Exercise text:
=== Section Start ===
6) The Russian Revolution. The Bolsheviks attack the Church in the name of communism.
7) Likewise the Spanish Civil War.
8) The Sixties and after. The left attacks the Church in the name of relativism. The remaining religious orders in the West begin to evaporate like smoke.

            Looking at this sketch of history, I am tempted to say that the defining feature of modernity is the destruction of the Church. It seems that every important stage in the last five centuries of Western history has been accompanied by the further destruction of the Church. First the Church as an economic body—then as a political body—finally as a spiritual body, which is the attack we are still enduring. Moreover the various modern ‘ideologies’ are incompatible with each other and generally hate each other. Protestant Christianity, liberal democracy, scientific rationalism, communism, relativism, nihilism—what do these have in common except that they all have made it their mission to attack the Church?

            From this perspective, any attempt from within the Church to ‘modernize’ appears as the Church choosing to contribute to its own destruction. Look at what has happened since the Second Vatican Council, the great council about ‘the Church in the Modern World.’ The religious orders have been corrupted or been reduced to shreds. Simply put, Catholics have joined in the attack on the Church as an economic and political body, and in many cases as a spiritual body. The Church has become modern; that is, the Church has become suicidal.

Monday 17 February 2014

Is the Bible the foundation of Christianity?



I’d like to come back to the question about how much of the Bible could be debunked before I would stop believing. Lots of Christians have perpetuated the error that the Bible is the indispensable foundation of the Christian faith—i.e. no Bible, no Christianity.

The foundation of the Christian faith is not the Bible, but Christ. That is why I did not answer “if you showed that the Bible was wrong about X, I would stop being a Christian.” The Bible *witnesses* to Christ, and tell us things *about* Christ; but if we lost the Bible, or if it had never existed, we would still have Christ. And we know about Christ from the Church.
=== Section End ===
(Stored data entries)
=== Section Start ===
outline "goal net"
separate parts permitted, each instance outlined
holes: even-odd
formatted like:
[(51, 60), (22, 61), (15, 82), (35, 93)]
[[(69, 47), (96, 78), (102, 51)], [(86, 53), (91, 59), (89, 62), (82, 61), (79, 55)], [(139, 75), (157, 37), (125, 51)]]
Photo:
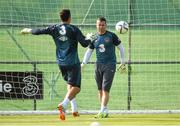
=== Section End ===
Task set:
[a] Decide whether each statement below agrees with the text about the Church, answering yes or no and quoting the words of that text that settle it. (i) The Bolsheviks attacked the Church in the name of communism. (ii) The Bible is the foundation of the Christian faith. (iii) The modern ideologies are compatible with each other.
[b] Print the part of the text about the Church starting with "Is the Bible" and going on through "Bible, no Christianity.".
[c] Carry on the text about the Church and the Bible from its last sentence.
The records are separate material and have no connection to the text about the Church.

Answers below:
[a]
(i) Yes: "The Bolsheviks attack the Church in the name of communism."
(ii) No: "The foundation of the Christian faith is not the Bible, but Christ."
(iii) No: "the various modern ‘ideologies’ are incompatible with each other and generally hate each other."

[b]
Is the Bible the foundation of Christianity?



I’d like to come back to the question about how much of the Bible could be debunked before I would stop believing. Lots of Christians have perpetuated the error that the Bible is the indispensable foundation of the Christian faith—i.e. no Bible, no Christianity.

[c]
The accounts of Christ’s life in the Gospels were written down several decades after his death, for people who *had already come to believe*. The Gospels were not meant to be the founding texts of the Church, like the Constitution is for the United States. They were written down *by* the Church which already existed, for the benefit of the Church, composed of people who already believed, having known Christ or heard the preaching of the Apostles. The Gospels were written down so that when the Apostles who personally knew Christ had died, the Church would not lose their memories of His life.

The earliest historical documents are not the Gospels but St Paul’s letters. Even very skeptical atheist scholars accept that most of these are genuine and were written in the decade after A.D. 50. Jesus died in about A.D. 30—in other words, Paul’s letters stand in relation to Jesus as we stand in relation to the Little Mermaid movie, the fall of the Berlin Wall, Prime Minister Brian Mulroney, and Metallica’s album And Justice For All.

In Paul’s letters we find the foundations of the Church already present: Christ’s death on the cross, the Resurrection, the Redemption from sin, the liturgy of the Lord’s Supper (that is, the Mass), heaven and hell, and Christ’s Second Coming.

It’s the Church who witnesses to Christ, not only the Bible. It was not the Bible who told me about Christ; it was my friend A., while we were making pizzas in the back of a pizzeria. Even if you don’t believe in the Bible at all, you can still see the Christian vision: God saw man’s sorry state, and became one of us and entered human history—not as a mythical figure, but in Roman Palestine in the time of Caesar Augustus—and died on a cross to save us from our sins, and rose from the dead, and left us the Church to bring that Redemption to us. What does that mean if it’s true?